[Point localization data]

%%

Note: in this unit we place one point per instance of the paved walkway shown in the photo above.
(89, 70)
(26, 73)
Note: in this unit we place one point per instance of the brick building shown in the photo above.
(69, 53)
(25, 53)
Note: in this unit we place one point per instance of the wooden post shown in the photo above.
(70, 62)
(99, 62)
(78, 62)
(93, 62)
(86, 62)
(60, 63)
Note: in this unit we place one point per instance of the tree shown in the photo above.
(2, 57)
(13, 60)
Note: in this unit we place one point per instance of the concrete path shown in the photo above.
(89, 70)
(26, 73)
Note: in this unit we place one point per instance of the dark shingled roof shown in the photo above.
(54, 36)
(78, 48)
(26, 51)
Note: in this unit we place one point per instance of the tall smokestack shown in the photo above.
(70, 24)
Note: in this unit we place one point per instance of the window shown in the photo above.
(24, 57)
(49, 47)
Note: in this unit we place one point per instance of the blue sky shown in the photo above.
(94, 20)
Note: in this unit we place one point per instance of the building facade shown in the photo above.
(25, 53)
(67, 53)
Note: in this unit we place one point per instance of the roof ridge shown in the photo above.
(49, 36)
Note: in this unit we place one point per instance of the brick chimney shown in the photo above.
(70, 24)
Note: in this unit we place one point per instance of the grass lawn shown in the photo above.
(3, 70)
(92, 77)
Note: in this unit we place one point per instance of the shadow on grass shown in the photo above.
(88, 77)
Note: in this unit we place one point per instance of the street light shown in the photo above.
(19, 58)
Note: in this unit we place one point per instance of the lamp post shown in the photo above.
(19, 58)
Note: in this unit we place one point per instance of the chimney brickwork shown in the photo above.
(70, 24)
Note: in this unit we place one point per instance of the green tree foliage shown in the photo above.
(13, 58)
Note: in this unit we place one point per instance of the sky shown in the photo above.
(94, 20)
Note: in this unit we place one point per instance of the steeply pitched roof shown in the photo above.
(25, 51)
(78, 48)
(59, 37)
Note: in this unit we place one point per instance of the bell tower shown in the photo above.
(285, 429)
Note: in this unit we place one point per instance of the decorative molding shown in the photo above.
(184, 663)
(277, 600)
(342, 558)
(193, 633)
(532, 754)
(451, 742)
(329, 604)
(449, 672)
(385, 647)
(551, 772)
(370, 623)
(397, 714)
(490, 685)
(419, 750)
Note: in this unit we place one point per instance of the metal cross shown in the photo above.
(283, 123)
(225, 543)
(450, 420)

%%

What you return should be the records above, repeated exactly.

Note: in this unit we place one point per instance of the paved walkway shown in the photo above.
(89, 70)
(26, 73)
Note: in this unit we place one point per instance of the brick building shown in the photo above.
(69, 53)
(25, 53)
Note: in this unit we place one point per instance of the wooden post shown in the photo above.
(70, 62)
(99, 62)
(78, 62)
(93, 62)
(86, 62)
(60, 63)
Note: in this unit we place one point per instance of the tree shown in the photo above.
(2, 57)
(13, 60)
Note: in this unit we place one point per instance of the concrete path shown in the photo above.
(89, 70)
(26, 73)
Note: in this unit we place one point per instance of the dark shingled roof shown in the photo above.
(54, 36)
(78, 48)
(26, 51)
Note: in this unit we place one point per instance of the tall smokestack shown in the photo above.
(70, 24)
Note: in this unit we place one point per instance of the window shown in the photo above.
(24, 57)
(49, 47)
Note: in this unit we place one point per instance of the blue sky shown in the photo above.
(94, 20)
Note: in this unit we place one point per instance of the building facade shown in the photo above.
(25, 53)
(67, 53)
Note: in this unit we place one point per instance of the roof ridge shown in the photo above.
(49, 36)
Note: in this unit we place one point per instance of the brick chimney shown in the photo above.
(70, 24)
Note: in this unit we place one point per instance of the grass lawn shown in the photo above.
(3, 70)
(92, 77)
Note: in this unit we place one point per instance of the shadow on grass shown in the photo above.
(88, 77)
Note: in this unit we place one point per instance of the street light shown in the photo above.
(19, 58)
Note: in this unit we place one point per instance of the lamp post shown in the photo above.
(19, 58)
Note: in this unit we place one point per instance of the chimney brickwork shown in the photo above.
(70, 24)
Note: in this unit we place one point per instance of the green tree foliage shown in the photo above.
(13, 58)
Note: in this unit we place one point per instance of the sky shown in the photo above.
(94, 20)
Note: in this unit we place one point per instance of the steeply pitched roof shown in the photo above.
(25, 51)
(78, 48)
(59, 37)
Note: in this unit we place one point per instance of the bell tower shown in the photo above.
(285, 429)
Note: in this unit we place one point per instance of the decorative molding shown in the photo above.
(184, 663)
(277, 600)
(342, 558)
(193, 633)
(532, 754)
(451, 742)
(329, 604)
(449, 672)
(385, 647)
(551, 772)
(370, 623)
(397, 714)
(490, 685)
(419, 750)
Note: in this unit we place one point per instance of the metal cross shown in the photo above.
(283, 123)
(225, 543)
(450, 420)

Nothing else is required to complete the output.